## Raw records
___
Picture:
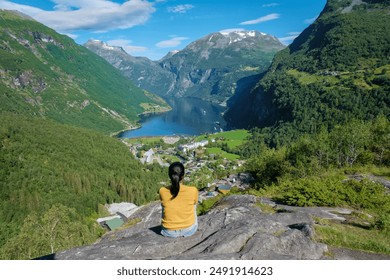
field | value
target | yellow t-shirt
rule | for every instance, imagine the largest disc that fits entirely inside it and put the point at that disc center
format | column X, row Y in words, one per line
column 178, row 213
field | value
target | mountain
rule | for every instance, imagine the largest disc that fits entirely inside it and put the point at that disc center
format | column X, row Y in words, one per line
column 335, row 70
column 46, row 74
column 210, row 68
column 142, row 71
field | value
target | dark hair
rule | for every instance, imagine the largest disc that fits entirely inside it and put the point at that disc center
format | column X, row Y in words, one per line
column 176, row 174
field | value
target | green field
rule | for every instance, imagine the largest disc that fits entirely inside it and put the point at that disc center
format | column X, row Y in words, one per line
column 233, row 138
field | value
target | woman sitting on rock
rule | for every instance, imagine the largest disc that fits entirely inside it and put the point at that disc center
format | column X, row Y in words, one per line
column 178, row 205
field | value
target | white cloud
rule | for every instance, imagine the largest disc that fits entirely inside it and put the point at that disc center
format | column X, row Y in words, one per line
___
## Work instructions
Rewrite all of the material above as a numbered list, one line per item, skipping blank lines and leaving the picture out.

## Response
1. Picture:
2. field | value
3. target | yellow t-shirt
4. rule | for every instance, imagine the largest disc that fits entirely inside it and put the point at that disc center
5. format | column X, row Y in words, one per line
6. column 178, row 213
7. field | value
8. target | mountain
9. rule | for every instance, imagine the largest disc that fits entirely inside it and put the point at that disc center
10. format | column X, row Y in words, one per line
11. column 335, row 70
12. column 46, row 74
13. column 210, row 68
14. column 142, row 71
15. field | value
16. target | dark hair
17. rule | for every instance, imagine the largest disc that fits entirely inside it and put the point at that disc center
18. format | column X, row Y in words, one per line
19. column 176, row 174
20. field | value
21. target | green field
22. rule | for every instance, imagine the largest disc that fits entirely inside it and put the point at that disc center
23. format | column X, row Y in words, one per line
24. column 233, row 138
25. field | value
26. target | woman sitting on rock
27. rule | for every instance, imagine the largest disc that fits entirely inside it and put the point at that disc center
28. format | column X, row Y in words, one per line
29. column 178, row 205
30. field | value
31. target | white cloud
32. rule | for every instance, imagine the largest disc that fits entirely inside it and put the point at that disc center
33. format | column X, row Y in words, one per line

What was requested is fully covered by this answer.